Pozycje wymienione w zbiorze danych
◆ ◆ ◆ ◆ ◆
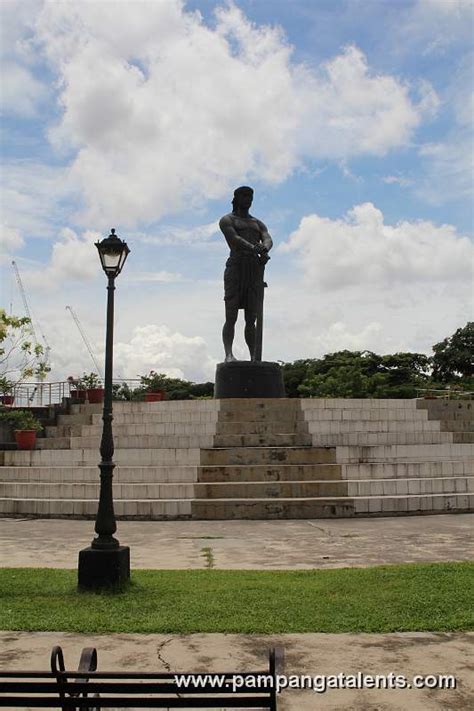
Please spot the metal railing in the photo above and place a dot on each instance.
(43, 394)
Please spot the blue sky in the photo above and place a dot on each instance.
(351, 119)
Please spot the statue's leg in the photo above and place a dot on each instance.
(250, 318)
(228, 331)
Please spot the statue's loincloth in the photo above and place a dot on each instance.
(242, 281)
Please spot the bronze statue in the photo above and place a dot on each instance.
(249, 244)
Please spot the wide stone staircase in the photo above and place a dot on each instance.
◆ ◆ ◆ ◆ ◆
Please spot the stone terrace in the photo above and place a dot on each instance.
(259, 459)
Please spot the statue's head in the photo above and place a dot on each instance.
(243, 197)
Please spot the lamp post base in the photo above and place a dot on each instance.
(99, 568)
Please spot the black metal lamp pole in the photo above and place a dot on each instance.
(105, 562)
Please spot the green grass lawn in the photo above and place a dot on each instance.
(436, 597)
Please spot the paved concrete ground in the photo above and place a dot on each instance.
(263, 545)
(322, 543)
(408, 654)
◆ ◆ ◆ ◆ ◆
## Zadanie
Policz, w ilu wierszach powyżej występuje słowo „metal”. Podaj wyłącznie liczbę.

## Odpowiedź
2